**WORK INSTRUCTIONS**
The expected output is every entry, copied exactly.

BEGIN DATASET RECORDS

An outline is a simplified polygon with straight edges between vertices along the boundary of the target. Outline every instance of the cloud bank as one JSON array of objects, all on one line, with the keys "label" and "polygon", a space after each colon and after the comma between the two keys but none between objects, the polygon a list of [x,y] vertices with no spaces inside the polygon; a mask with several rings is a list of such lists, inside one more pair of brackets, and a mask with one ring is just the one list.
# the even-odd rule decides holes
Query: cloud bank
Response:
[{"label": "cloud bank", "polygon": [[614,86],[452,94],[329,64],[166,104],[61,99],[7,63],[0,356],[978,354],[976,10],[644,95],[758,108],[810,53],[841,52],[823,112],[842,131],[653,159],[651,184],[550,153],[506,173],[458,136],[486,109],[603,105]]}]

END DATASET RECORDS

**WRITTEN RESPONSE**
An outline is a simplified polygon with straight edges between vertices along the boundary of the target. Outline every instance of the cloud bank as one JSON array of objects, all on one line, with the keys "label" and "polygon", a space after each colon and after the comma between the two keys but none between objects, the polygon a list of [x,y] vertices with no spaces inside the polygon; a mask with several rings is a list of such lists, inside one more pair of brackets, and a mask with one ring is just the one list.
# the even-odd rule decides holes
Query: cloud bank
Response:
[{"label": "cloud bank", "polygon": [[614,86],[452,94],[329,64],[166,104],[61,99],[7,63],[0,356],[978,354],[976,10],[644,95],[758,108],[810,53],[841,52],[823,112],[842,131],[653,159],[651,184],[550,153],[506,173],[458,136],[486,109],[603,105]]}]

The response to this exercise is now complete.